**GIVEN INFORMATION**:

--------------------

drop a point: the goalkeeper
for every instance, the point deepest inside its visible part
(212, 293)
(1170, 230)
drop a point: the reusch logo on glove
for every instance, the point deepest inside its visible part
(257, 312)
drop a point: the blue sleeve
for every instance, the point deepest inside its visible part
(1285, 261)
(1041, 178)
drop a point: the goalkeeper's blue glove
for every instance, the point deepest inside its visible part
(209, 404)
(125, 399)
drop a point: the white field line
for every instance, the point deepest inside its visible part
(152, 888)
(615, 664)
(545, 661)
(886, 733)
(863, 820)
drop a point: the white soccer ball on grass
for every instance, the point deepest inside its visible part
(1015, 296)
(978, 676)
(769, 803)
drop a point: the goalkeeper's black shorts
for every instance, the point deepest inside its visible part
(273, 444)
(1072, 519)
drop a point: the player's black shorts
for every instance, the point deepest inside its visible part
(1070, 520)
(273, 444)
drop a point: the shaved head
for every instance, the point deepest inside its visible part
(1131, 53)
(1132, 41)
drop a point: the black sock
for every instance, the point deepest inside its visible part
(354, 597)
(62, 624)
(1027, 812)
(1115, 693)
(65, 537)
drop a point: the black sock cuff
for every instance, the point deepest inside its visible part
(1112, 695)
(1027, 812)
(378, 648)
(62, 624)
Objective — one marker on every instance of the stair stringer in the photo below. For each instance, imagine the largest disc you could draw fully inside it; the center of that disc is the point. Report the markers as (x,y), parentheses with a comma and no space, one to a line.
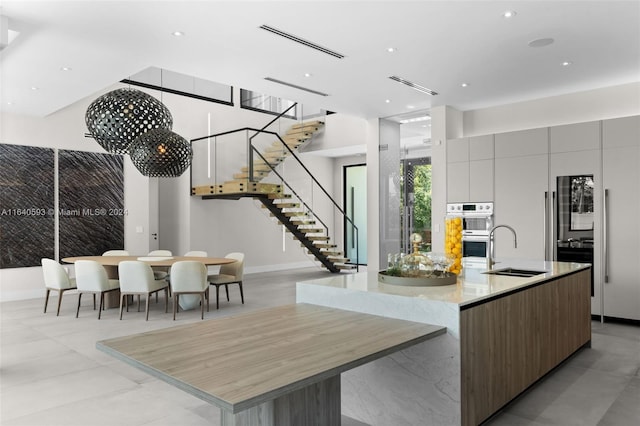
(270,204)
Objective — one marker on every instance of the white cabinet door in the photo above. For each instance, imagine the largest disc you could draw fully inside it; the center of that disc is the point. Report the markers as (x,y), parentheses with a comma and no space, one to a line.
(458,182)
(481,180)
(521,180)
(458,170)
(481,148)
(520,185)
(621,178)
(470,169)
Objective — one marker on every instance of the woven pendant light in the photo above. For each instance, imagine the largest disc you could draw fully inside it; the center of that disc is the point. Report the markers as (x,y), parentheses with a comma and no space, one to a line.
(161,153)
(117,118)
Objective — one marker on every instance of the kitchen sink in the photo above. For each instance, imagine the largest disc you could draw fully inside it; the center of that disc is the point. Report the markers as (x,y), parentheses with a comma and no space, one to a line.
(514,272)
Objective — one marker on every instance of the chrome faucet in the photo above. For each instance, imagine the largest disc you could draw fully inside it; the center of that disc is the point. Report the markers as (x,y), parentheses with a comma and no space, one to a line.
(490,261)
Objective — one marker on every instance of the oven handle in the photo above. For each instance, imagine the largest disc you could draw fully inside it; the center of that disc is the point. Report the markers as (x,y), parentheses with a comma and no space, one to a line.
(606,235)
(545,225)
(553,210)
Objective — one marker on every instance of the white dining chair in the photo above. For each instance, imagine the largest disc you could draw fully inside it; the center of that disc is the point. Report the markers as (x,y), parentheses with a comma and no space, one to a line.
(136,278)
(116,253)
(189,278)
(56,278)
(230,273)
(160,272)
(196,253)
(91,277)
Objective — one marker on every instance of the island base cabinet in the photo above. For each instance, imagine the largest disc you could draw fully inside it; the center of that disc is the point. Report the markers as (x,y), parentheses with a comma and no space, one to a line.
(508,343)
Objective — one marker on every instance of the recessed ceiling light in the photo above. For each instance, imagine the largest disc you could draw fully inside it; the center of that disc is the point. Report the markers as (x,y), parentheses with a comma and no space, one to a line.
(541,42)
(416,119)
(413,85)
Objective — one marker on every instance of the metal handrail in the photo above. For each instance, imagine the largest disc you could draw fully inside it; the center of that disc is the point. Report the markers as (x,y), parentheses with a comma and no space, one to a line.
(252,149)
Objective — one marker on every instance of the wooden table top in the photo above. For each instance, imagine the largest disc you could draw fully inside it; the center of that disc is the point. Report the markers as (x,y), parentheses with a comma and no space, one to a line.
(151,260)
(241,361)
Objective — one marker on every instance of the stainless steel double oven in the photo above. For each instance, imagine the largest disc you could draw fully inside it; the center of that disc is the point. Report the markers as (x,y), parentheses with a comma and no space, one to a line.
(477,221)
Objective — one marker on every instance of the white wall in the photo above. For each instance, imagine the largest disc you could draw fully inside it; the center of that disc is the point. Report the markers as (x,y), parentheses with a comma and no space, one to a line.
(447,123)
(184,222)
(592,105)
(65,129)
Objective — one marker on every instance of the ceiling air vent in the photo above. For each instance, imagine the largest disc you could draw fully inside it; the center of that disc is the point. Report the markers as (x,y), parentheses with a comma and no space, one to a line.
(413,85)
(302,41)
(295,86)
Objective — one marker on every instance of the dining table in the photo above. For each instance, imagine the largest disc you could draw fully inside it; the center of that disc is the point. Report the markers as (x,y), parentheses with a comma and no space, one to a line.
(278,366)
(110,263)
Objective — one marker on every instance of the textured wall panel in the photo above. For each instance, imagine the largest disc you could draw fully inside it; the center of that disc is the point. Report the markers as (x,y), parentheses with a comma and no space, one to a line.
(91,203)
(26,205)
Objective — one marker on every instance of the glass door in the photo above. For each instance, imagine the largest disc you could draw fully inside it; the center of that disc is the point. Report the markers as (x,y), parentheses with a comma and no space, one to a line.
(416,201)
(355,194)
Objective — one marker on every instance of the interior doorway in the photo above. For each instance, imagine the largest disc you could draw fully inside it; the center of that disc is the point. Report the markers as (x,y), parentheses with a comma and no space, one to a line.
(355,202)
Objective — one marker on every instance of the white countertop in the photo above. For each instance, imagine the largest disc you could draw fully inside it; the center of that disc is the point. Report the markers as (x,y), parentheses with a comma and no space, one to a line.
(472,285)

--------------------

**GIVEN TASK**: Give back the entries verbatim. Do not include any picture.

**ANSWER FOR THE TASK**:
drop a point: the goalkeeper
for every instance, the point deepest inside its visible part
(212, 293)
(1170, 230)
drop a point: the reusch logo on glove
for every instance, the point deepest inside its visible part
(257, 312)
drop a point: the blue sleeve
for every instance, the point deepest inside its visible part
(1285, 261)
(1041, 178)
drop a point: the goalkeeper's blue glove
for every instance, the point deepest inside its visible part
(209, 404)
(125, 399)
drop a point: the white field line
for every instance, the point deepest inside its visible part
(152, 888)
(615, 664)
(545, 661)
(886, 733)
(863, 820)
drop a point: the white soccer ball on grass
for every instance, the point deepest inside its visible part
(1015, 296)
(978, 676)
(769, 803)
drop a point: the goalkeeper's black shorts
for every instance, the point deepest inside its visible part
(273, 444)
(1072, 519)
drop a point: the player's black shorts
for every instance, the point deepest inside its visible part
(1070, 520)
(273, 444)
drop a point: the shaved head
for every instance, the point deepest inside its visible part
(1131, 53)
(1132, 41)
drop a point: the black sock
for every instance, the point deepest inside its visible part
(354, 597)
(62, 624)
(1027, 812)
(1115, 693)
(65, 537)
drop a point: the black sock cuff
for every instance, the point deepest inside its visible part
(1112, 695)
(1027, 812)
(378, 648)
(62, 624)
Objective — one marker on every instance of the stair stringer in the photo below. For each instance, imagine the largest disc you could draw fully inside it; the center of that disc is the point. Report the markers as (x,y), parentheses with a comma and no space, one to a line.
(270,204)
Objective — one marker on every instance of the white cabinet door in the photo above. For each instance, imagine the largest disc you could draw fully inside it; the center of that disc is the point. Report the markers as (x,y), parentheses with a comma and no space, one to a line.
(458,182)
(481,180)
(521,180)
(458,170)
(481,148)
(520,185)
(621,178)
(470,169)
Objective — one marker on every instance of the woven pendant light in the photo above. For each instance, imagine the largest disc you could draw fully inside it; the center of that disc is the point. Report the markers as (x,y), parentheses with a comma and no space, one to a line.
(161,153)
(117,118)
Objective — one marker on every instance of the kitchen sink in the photo above. For each instance, imagine the largest disc you could draw fully inside it; the center of that disc is the point. Report the markers as (x,y), parentheses with a comma and no space, one to a line.
(514,272)
Objective — one marker on every instance of the chrome faucet in the photo above. For each instance, imagine the largest disc you could draw fully inside it; the center of that disc is the point. Report the markers as (x,y), parentheses with a comma and no space, one to a line.
(490,261)
Objective — one marker on every instance of the oven handle in the photo above. For each instance, imagine the largest disc you could draw fully inside it; the center of that disc is the point. Report the markers as (x,y), parentheses with a comma and no space, one to a line.
(606,235)
(545,225)
(553,210)
Objective — one marker on every instance of the white dining chair in the photo above. For each instance, imagine the largest disc you could draw fully inside it; the center of that disc is the point. Report the markers as (x,y), parentheses with a comma and no space, one to a line.
(136,278)
(116,253)
(189,278)
(56,278)
(230,273)
(160,272)
(196,253)
(91,277)
Objective — one marker on every instance of the island base cabinet in the photo above. For each instance, imagine the largest disc you could draw fully inside it; the center of that disc is the point. Report the markers as (x,y), parentheses with a comma and no space, one to a line.
(508,343)
Objective — one marker on every instance of the recessed ceiling light in the photo above. For each instance, imagine the largest disc you could draw fully inside it; the center of that disc is the point. Report the markers as (x,y), parentheses with a comma and no space, one to a line.
(541,42)
(416,119)
(413,85)
Objective — one marker on every instance of the metal handrail in the photo above. For each instance, imagine the largest disc you could draw fully inside it; the center of that disc is the point. Report the markers as (x,y), parentheses with a comma and no space, one to a line.
(252,149)
Objective — one marker on every instance of the wooden table top in the photo above. For each instance, imagine the largest disc you could draw fully inside it; the center of that disc is the point. Report the markers as (x,y), parentheses with a comma and no space, one to a line.
(151,260)
(241,361)
Objective — one marker on every instance of the stainless steel double oven in the photo above. For each instance, imagine the largest disc you could draw fully inside it; the center of that disc is the point. Report the markers as (x,y), parentheses with a comma and no space, one to a line.
(477,221)
Objective — one marker on every instance of the white wall in the photo above. For each instance, imagine the largest disc you could draw fully inside it; the center of that disc is the point. Report the markers as (x,y), parentheses with a comma and no space, one to a line.
(447,123)
(184,222)
(592,105)
(65,129)
Objective — one marker on every instance of the ceiling air vent in the photo above. For each instance, imagine the largest disc you could draw fully inside it; the center of that disc is the point. Report the markers as (x,y), parentheses with a comma and no space, one to a line.
(413,85)
(302,41)
(295,86)
Objective — one marker on every instance of the dining table in the photo above. For each instance, imagine the largest disc you could draw fully inside it; the center of that disc is the point. Report the markers as (x,y), parentheses with a comma and no space, one to a line.
(278,366)
(110,263)
Objective — one marker on every instance of the textured wall panel in the photo above. For each instance, imagine the largest disc you could draw fully inside it; the center of that disc is the point. Report the markers as (x,y), parentheses with a comma and no space, one to a line.
(91,203)
(26,205)
Objective — one marker on every instance of the glass door in the photo above. For each instance, imagine the largest disc you could draw fully inside it; the center of that disc is the point. Report the markers as (x,y), parentheses with a comma and no space, one to a line.
(416,201)
(355,194)
Objective — one marker on every instance of the interior doorway in the photo above. For each instance, imagine the largest disc you could draw fully inside it; the center of that disc is the point. Report the markers as (x,y), parentheses with a comma and no space, one to a line.
(355,202)
Objective — one marker on every instance of the white countertop in the photo above. For each instance, imagine the largest disc you could draw fully inside it; the center of that disc is the point. Report the markers as (x,y), parentheses with a comma and no space, one to a line.
(472,285)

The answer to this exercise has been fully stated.